• [TRECHO DO DOCUMENTO]

-------------------------

Para quem gosta de: Nubya Garcia e Kokoroko

Ouça: Pick Up Your Burning Cross e Hustle

7.8
7.8

Sons of Kemet: “Black To The Future”

Ano: 2021

Selo: Impulse!

Gênero: Jazz

Para quem gosta de: Nubya Garcia e Kokoroko

Ouça: Pick Up Your Burning Cross e Hustle

/ Por: Cleber Facchi 28/05/2021

Black to the Future (2021, Impulse!), como tudo aquilo que os integrantes do Sons of Kemet têm produzido, nasce como uma celebração à negritude. Da construção dos arranjos ao uso calculado das vozes, evidente é o esforço dos músicos Shabaka Hutchings, Tom Skinner, Theon Cross e Eddie Hick em não apenas resgatar, como utilizar de elementos da cultura africana para a formação da própria identidade. São canções que transitam por entre gêneros, confessam referências e estreitam relações com diferentes colaboradores, tratamento bastante evidente na abordagem temática que embala o álbum anterior, Your Queen Is a Reptile (2018), centrado em nove personagens femininas negras, como Angela Davis e Harriet Tubman, mas que ganha novo resultado no presente disco.

Com produção dividida entre Hutchings e o experiente Dill Harris (King Krule, Róisín Murphy), o trabalho que conta com lançamento pela Impulse! Records, por onde passaram nomes como John Coltrane e Ray Charles, se divide estruturalmente em dois blocos bastante específicos de composições. O primeiro, inaugurado pela poesia de Joshua Idehen, logo na introdutória Field Negus, diz respeito ao repertório colaborativo e urgente que movimenta toda a porção inaugural do disco. São canções que preservam a essência dos antigos trabalhos da banda, com suas variações rítmicas e sopros, porém, moldadas de forma a dialogar com uma parcela ainda maior do público, vide a urgência que move Hustle, já conhecida parceria com Kojey Radical e vozes de Lianne La Havas.

-------------------------

• [BLOCO DE DADOS]
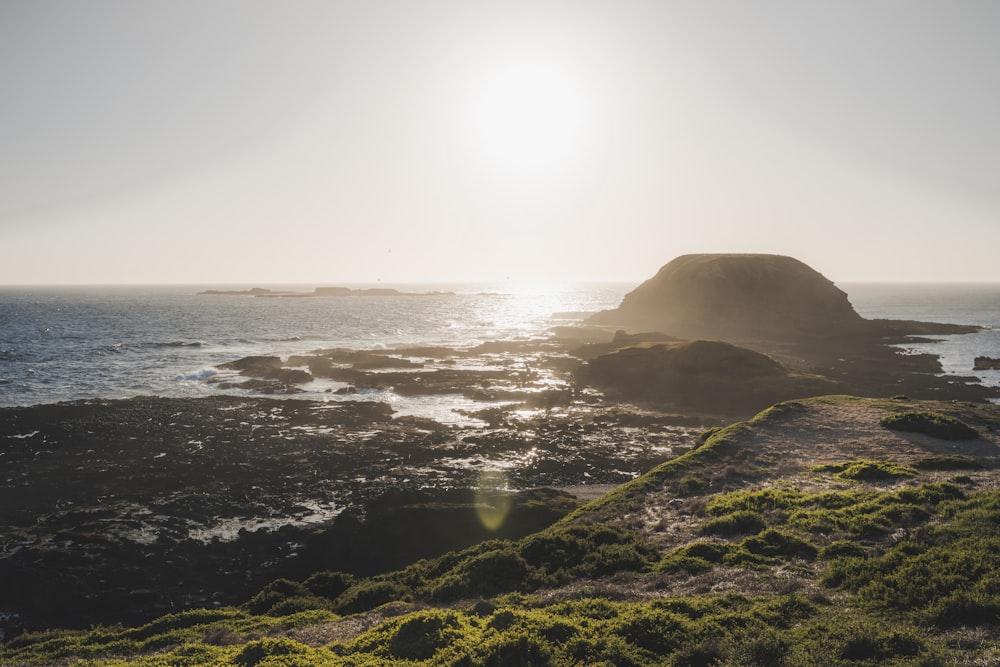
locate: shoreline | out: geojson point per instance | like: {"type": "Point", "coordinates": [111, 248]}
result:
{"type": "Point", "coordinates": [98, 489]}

-------------------------

• [TAREFA ESCRITA 1] Extraia da resenha de “Black To The Future” o trecho que vai de “Black to the Future (2021, Impulse!), como” até “no presente disco.”, inclusive.
• [TAREFA ESCRITA 2] Segundo a resenha de “Black To The Future”, com quem Hutchings dividiu a produção do álbum?

• [RESPOSTA 1]
Black to the Future (2021, Impulse!), como tudo aquilo que os integrantes do Sons of Kemet têm produzido, nasce como uma celebração à negritude. Da construção dos arranjos ao uso calculado das vozes, evidente é o esforço dos músicos Shabaka Hutchings, Tom Skinner, Theon Cross e Eddie Hick em não apenas resgatar, como utilizar de elementos da cultura africana para a formação da própria identidade. São canções que transitam por entre gêneros, confessam referências e estreitam relações com diferentes colaboradores, tratamento bastante evidente na abordagem temática que embala o álbum anterior, Your Queen Is a Reptile (2018), centrado em nove personagens femininas negras, como Angela Davis e Harriet Tubman, mas que ganha novo resultado no presente disco.

• [RESPOSTA 2] Com Dill Harris.